#### Texte choisi

On a voulu mettre un premier ministre apolitique, administrateur, voire fonctionnaire, pour rassurer les membres de la coalition gouvernementale contre d’éventuelles interférences politiques. Alors que, tant la Constitution que l’esprit du nouveau système parlementaire commandaient de mettre le chef de la majorité parlementaire à cette fonction. Pire encore, ce sont ces mêmes membres de la coalition qui l’ont empêché de gouverner, qui intervenaient à juste titre dans son action. C’est leur gouvernement politique après tout. Ils l’ont mérité. Le communiqué publié lundi soir par Nida Tounès demande de changer de chef de gouvernement si on opte pour un gouvernement d’union nationale. La scission du parti majoritaire, Nida, n’a pas encore facilité la tâche du premier ministre. Comment pouvait-il gouverner audacieusement et efficacement avec des partis qui complotaient en permanence contre lui, avec des groupes parlementaires rebelles ? Les grandes réformes structurelles, comme celles auxquelles appelaient les bons économistes tunisiens, supposent un soutien politique indéfectible au sein de la majorité nidéiste d’abord, puis au sein de la coalition. C’est le cercle carré pour le chef du gouvernement : s’il avance trop, il se fait arrêter par les partis de la coalition ou par les grévistes et sit-inneurs, s’il relâche le gouvernail, il se fait tancer par une opinion attachée viscéralement à l’autorité de l’Etat. Au final, l’Exécutif lègue un Etat en position de faiblesse. Un Etat qui veut construire la démocratie et l’Etat de droit, mais qui ne veut pas appliquer la loi pour y parvenir. Un Etat qui, à force de craindre les contrevenants et les fraudeurs, devient lui-même auteur des violations. Un Etat censé défendre l’intérêt général, mais qui est acculé à défendre malgré lui les intérêts particuliers des lobbies.

########

■ **Consigne écrite A**
Relevez tous les termes que le texte choisi emploie dans sa première phrase pour qualifier le premier ministre qu'on a voulu mettre en place.

#### Données de l'exercice

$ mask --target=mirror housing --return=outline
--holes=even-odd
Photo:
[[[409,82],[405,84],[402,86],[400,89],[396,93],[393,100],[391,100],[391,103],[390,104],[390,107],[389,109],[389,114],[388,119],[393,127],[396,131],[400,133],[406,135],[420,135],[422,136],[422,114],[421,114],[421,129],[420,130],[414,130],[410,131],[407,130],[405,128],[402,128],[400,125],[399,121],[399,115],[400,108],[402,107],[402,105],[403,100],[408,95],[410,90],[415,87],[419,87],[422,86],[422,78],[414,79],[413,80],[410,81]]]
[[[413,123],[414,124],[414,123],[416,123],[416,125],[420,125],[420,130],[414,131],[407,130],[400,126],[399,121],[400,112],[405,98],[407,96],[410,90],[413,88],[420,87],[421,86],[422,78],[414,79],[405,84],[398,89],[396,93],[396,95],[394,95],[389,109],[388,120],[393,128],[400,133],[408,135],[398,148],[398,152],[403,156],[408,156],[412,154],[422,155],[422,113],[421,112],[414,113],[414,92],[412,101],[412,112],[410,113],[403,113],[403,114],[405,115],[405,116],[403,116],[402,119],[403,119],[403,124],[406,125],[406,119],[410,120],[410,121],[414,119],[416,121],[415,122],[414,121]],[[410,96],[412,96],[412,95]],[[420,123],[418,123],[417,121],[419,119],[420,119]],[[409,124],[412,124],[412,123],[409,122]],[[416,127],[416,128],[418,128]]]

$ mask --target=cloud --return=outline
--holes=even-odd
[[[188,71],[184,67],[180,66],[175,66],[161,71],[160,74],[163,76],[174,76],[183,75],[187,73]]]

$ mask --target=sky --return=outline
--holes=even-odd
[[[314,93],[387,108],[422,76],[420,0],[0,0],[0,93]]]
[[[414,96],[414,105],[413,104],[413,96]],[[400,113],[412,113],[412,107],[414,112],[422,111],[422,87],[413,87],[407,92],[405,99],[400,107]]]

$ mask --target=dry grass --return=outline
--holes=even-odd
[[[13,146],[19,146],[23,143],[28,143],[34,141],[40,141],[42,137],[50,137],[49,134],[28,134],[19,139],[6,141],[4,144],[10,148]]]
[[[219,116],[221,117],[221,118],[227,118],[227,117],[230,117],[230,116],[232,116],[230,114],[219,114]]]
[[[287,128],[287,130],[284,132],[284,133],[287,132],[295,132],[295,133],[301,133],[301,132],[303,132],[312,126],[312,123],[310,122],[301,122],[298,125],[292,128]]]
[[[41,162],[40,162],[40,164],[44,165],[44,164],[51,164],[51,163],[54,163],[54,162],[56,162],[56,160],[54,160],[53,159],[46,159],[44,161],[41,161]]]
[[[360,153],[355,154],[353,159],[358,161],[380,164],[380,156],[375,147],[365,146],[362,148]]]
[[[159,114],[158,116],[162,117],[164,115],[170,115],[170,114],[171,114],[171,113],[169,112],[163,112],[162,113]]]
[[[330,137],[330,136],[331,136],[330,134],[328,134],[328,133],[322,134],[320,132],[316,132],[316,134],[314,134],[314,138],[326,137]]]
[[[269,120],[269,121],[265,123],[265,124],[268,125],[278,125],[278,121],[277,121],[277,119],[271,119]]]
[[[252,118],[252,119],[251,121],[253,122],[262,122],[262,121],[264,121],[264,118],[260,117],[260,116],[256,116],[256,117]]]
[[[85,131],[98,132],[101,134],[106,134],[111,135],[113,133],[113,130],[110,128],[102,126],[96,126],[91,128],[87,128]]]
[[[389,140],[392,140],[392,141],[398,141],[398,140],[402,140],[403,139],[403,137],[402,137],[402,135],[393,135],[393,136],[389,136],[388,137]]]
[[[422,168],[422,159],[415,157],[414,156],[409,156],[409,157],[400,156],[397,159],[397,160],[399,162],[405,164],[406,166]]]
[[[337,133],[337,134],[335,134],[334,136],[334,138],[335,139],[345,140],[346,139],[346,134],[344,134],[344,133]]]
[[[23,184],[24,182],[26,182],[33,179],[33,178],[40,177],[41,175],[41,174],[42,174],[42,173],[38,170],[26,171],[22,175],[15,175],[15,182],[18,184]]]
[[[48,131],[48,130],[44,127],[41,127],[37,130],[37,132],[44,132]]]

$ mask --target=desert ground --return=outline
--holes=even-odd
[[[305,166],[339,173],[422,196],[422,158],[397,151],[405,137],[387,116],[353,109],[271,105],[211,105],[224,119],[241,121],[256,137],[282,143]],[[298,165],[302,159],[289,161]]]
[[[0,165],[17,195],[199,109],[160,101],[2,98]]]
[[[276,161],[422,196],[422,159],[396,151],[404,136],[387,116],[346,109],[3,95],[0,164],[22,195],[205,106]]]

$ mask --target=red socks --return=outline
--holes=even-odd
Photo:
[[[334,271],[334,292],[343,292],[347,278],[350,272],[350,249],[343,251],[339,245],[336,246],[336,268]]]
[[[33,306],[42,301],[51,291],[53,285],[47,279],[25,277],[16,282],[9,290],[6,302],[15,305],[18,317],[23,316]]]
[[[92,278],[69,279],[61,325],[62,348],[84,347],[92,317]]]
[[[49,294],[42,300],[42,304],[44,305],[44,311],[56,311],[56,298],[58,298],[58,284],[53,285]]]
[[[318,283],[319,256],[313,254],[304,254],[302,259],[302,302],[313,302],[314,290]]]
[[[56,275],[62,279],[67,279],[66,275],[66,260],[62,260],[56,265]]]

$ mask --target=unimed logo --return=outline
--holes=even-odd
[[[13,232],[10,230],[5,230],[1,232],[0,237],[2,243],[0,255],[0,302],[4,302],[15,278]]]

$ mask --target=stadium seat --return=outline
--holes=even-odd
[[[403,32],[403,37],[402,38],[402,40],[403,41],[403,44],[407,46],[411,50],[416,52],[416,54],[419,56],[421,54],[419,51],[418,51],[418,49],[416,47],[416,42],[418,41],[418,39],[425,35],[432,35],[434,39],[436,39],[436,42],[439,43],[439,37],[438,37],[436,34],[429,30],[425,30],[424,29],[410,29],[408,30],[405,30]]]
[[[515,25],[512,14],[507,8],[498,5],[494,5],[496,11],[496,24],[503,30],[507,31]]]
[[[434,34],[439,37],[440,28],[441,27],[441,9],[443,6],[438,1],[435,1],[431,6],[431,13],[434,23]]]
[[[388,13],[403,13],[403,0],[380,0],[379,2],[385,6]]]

########

■ **Consigne écrite B**
Sélectionnez chaque ligne des enregistrements qui contient la chaîne "return", en tenant compte de la casse.

■ **Réponse complète A**
apolitique, administrateur, fonctionnaire

■ **Réponse complète B**
$ mask --target=mirror housing --return=outline
$ mask --target=cloud --return=outline
$ mask --target=sky --return=outline
$ mask --target=dry grass --return=outline
$ mask --target=desert ground --return=outline
$ mask --target=red socks --return=outline
$ mask --target=unimed logo --return=outline
$ mask --target=stadium seat --return=outline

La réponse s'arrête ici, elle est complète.